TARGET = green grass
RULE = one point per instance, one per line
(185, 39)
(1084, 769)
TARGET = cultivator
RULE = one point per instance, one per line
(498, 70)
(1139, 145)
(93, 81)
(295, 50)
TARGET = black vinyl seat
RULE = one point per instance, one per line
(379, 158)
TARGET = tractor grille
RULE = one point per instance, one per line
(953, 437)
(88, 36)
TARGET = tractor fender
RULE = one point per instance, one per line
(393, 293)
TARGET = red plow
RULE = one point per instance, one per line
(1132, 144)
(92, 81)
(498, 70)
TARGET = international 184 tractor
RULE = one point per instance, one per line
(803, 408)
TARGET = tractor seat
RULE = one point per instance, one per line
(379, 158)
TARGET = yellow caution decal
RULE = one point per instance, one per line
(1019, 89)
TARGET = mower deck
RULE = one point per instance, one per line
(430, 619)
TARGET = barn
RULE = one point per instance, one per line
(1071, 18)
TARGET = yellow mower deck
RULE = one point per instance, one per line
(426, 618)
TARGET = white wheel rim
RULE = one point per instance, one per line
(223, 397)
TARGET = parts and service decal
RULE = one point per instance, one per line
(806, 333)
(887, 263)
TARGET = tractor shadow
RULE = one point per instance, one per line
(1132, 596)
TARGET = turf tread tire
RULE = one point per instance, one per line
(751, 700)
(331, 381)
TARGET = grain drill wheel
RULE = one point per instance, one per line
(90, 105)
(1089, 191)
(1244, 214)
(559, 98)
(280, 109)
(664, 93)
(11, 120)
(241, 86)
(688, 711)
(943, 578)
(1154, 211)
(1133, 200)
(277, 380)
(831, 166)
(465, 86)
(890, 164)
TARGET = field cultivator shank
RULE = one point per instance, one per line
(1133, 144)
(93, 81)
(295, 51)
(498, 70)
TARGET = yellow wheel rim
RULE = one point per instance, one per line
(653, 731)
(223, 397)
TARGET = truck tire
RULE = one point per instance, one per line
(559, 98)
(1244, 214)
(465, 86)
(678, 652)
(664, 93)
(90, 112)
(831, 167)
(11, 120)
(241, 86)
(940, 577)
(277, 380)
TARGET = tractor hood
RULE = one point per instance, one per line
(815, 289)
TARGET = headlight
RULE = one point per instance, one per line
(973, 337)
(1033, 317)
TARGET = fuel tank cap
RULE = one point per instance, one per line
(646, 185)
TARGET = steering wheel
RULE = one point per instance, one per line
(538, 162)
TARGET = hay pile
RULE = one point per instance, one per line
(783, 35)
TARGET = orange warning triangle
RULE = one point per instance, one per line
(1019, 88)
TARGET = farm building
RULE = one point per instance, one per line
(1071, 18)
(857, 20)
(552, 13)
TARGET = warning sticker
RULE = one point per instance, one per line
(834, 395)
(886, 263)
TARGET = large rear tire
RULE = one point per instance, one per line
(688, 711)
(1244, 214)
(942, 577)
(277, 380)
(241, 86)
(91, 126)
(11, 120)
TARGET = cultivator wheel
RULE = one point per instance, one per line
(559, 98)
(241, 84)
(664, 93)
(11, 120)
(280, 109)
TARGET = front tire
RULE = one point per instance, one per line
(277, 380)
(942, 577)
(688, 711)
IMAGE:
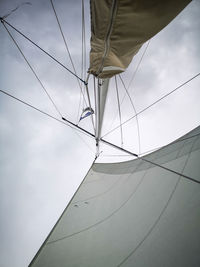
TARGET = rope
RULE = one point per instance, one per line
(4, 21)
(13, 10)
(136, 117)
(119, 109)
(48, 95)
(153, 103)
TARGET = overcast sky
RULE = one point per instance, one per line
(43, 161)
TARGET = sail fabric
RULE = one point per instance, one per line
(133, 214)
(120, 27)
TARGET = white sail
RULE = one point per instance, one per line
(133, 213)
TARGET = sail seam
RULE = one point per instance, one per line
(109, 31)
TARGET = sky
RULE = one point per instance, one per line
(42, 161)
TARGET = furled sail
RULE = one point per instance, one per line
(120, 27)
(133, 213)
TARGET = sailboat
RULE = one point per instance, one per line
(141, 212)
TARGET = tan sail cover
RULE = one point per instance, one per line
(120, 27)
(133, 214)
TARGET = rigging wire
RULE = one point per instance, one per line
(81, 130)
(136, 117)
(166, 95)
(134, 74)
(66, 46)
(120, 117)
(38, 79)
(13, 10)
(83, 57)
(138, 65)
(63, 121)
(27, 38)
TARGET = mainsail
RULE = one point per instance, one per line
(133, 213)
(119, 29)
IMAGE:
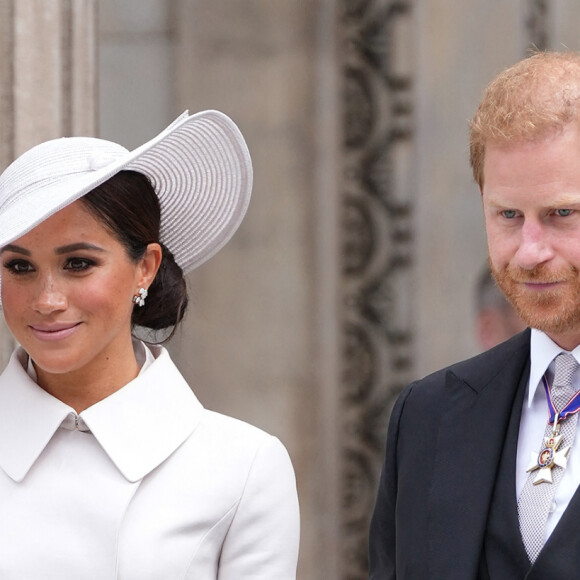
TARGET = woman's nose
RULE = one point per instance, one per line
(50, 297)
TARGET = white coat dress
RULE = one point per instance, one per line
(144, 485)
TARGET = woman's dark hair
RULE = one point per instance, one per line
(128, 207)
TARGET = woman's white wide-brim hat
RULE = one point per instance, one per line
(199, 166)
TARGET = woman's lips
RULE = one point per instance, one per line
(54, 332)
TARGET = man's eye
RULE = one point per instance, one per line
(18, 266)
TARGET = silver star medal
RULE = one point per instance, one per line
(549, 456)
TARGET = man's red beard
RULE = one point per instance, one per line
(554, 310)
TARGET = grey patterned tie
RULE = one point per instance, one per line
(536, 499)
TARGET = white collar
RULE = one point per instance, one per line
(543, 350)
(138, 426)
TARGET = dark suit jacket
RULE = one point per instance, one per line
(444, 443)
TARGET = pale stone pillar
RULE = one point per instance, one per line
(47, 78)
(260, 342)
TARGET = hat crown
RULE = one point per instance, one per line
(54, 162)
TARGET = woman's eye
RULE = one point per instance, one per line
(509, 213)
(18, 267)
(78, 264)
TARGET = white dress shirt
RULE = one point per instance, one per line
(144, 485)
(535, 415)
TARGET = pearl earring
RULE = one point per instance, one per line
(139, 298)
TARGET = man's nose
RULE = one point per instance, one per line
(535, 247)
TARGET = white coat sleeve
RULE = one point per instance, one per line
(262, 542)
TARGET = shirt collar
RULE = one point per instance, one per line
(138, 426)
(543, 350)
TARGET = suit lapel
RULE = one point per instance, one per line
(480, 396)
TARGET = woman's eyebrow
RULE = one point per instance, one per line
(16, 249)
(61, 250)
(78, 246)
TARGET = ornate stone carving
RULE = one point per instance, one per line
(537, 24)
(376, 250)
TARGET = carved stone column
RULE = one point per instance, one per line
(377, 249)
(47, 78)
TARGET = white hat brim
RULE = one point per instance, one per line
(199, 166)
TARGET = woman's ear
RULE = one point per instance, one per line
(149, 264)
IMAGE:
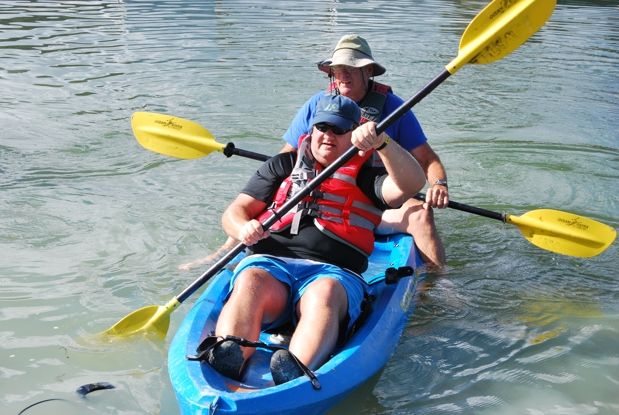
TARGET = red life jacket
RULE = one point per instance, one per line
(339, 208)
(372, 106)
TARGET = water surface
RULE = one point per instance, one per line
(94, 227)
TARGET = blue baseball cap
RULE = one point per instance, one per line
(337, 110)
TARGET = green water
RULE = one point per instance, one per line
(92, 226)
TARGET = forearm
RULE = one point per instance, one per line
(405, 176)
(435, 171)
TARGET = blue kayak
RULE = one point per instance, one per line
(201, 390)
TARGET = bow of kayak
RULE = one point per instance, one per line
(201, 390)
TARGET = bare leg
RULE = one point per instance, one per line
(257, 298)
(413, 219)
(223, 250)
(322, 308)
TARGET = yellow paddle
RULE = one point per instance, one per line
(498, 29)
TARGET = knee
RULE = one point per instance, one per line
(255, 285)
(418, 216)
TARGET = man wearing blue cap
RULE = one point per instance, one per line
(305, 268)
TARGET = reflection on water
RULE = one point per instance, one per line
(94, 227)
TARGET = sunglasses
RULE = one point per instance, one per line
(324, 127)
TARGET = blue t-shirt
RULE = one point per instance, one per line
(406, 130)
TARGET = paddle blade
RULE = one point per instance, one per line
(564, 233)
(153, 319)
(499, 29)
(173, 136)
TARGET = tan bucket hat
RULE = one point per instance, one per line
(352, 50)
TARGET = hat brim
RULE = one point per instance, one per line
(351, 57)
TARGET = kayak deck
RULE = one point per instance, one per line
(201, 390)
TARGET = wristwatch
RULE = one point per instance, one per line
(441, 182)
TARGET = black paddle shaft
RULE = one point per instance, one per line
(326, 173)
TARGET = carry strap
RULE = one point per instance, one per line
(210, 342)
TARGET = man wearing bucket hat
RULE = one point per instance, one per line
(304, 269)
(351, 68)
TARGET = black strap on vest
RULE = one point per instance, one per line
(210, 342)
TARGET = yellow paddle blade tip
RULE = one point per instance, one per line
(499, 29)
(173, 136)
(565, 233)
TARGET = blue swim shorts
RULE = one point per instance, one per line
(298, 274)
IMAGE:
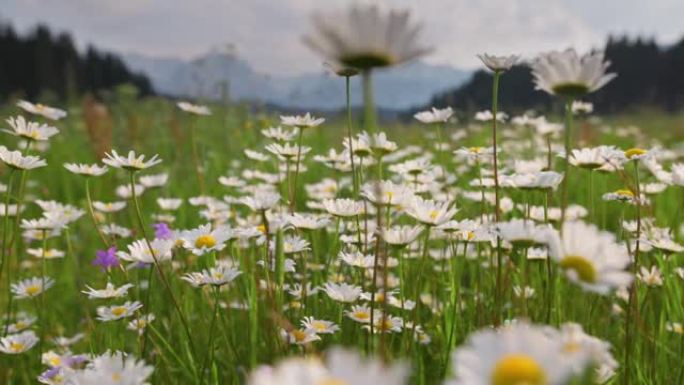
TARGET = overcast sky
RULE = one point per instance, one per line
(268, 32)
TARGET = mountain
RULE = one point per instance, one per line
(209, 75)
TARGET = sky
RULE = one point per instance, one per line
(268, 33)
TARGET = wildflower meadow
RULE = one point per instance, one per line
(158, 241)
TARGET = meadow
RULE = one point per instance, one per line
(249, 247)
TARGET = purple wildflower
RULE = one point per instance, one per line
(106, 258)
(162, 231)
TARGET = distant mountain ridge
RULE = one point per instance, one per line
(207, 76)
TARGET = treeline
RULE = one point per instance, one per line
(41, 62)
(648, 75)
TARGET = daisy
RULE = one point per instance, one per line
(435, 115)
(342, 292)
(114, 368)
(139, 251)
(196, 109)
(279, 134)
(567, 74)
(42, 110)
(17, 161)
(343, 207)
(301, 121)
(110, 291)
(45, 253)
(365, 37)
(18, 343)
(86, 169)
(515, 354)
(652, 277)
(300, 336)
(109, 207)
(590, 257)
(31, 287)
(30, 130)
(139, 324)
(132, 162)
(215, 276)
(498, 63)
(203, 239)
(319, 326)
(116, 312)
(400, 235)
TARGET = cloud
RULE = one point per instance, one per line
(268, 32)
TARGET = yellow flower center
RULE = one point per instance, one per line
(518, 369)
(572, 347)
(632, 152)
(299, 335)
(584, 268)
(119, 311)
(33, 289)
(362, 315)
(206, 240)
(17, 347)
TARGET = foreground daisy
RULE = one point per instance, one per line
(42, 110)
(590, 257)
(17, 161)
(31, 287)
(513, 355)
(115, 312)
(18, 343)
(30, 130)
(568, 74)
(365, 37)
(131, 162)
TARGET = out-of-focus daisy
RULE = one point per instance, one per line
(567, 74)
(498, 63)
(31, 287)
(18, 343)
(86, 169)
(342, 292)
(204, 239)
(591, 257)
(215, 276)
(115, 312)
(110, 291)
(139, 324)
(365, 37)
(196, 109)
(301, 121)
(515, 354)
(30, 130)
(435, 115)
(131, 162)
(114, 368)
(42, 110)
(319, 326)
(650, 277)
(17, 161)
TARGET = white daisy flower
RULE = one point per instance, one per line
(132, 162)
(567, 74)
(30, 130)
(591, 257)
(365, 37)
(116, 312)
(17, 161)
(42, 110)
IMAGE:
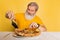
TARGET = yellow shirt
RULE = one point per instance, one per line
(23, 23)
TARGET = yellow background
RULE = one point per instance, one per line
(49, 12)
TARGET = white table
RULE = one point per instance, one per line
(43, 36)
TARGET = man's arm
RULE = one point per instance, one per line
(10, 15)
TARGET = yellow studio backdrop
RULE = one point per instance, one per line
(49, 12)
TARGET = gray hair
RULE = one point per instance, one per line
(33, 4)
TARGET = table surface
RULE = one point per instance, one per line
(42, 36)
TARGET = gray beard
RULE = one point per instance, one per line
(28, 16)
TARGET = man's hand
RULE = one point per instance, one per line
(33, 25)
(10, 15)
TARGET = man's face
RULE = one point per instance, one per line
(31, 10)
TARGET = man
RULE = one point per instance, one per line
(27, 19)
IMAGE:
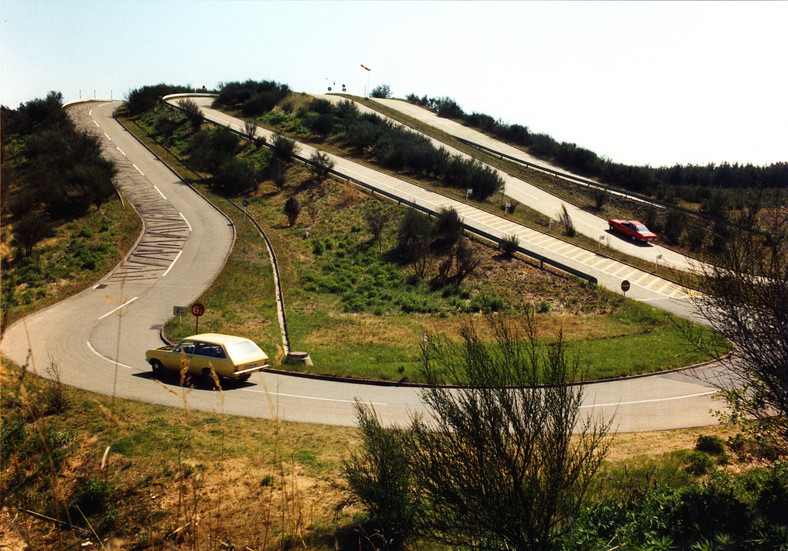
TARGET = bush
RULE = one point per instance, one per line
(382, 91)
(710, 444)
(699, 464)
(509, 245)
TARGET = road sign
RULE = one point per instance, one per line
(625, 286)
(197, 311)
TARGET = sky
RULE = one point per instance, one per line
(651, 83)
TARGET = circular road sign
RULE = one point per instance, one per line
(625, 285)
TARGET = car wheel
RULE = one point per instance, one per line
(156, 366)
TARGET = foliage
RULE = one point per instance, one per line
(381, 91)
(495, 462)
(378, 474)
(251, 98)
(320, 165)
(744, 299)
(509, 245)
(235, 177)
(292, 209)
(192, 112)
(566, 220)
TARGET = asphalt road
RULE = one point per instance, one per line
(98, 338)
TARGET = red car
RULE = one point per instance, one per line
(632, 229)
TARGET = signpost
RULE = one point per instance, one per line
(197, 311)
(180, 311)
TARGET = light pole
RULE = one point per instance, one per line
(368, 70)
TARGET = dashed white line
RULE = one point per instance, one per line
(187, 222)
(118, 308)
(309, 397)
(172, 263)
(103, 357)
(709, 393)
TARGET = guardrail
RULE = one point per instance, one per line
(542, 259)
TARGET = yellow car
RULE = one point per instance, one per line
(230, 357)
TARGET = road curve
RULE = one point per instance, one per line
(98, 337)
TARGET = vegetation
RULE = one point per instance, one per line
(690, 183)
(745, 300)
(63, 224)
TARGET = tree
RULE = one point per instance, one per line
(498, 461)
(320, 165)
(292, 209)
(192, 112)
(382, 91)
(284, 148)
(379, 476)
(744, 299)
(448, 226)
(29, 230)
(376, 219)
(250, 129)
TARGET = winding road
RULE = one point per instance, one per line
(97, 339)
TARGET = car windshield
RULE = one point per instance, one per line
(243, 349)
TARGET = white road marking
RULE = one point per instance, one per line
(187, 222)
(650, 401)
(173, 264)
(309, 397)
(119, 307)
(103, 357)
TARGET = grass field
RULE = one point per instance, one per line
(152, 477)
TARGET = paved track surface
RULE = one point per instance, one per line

▸ **THE TASK**: Pull every line containing "field" out of the records.

▸ **SOLUTION FOR THIS PROBLEM**:
TARGET = field cultivator shank
TARGET = grass field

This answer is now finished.